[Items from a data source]
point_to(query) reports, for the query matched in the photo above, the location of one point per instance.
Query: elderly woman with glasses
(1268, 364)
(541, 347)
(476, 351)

▶ _GIVEN TASK_
Rescale the material above by rewriting all of its lines, with every x and y coordinate in the answers multiplied by 0.2 and rounded to a whole number, halves rounded up. Leave every other line and number exactly as it is.

▶ _FINAL RESULT_
point_to(query) reports, for the query matched in the photo above, the location of one point per instance.
Query: elderly woman with glasses
(254, 73)
(108, 69)
(95, 70)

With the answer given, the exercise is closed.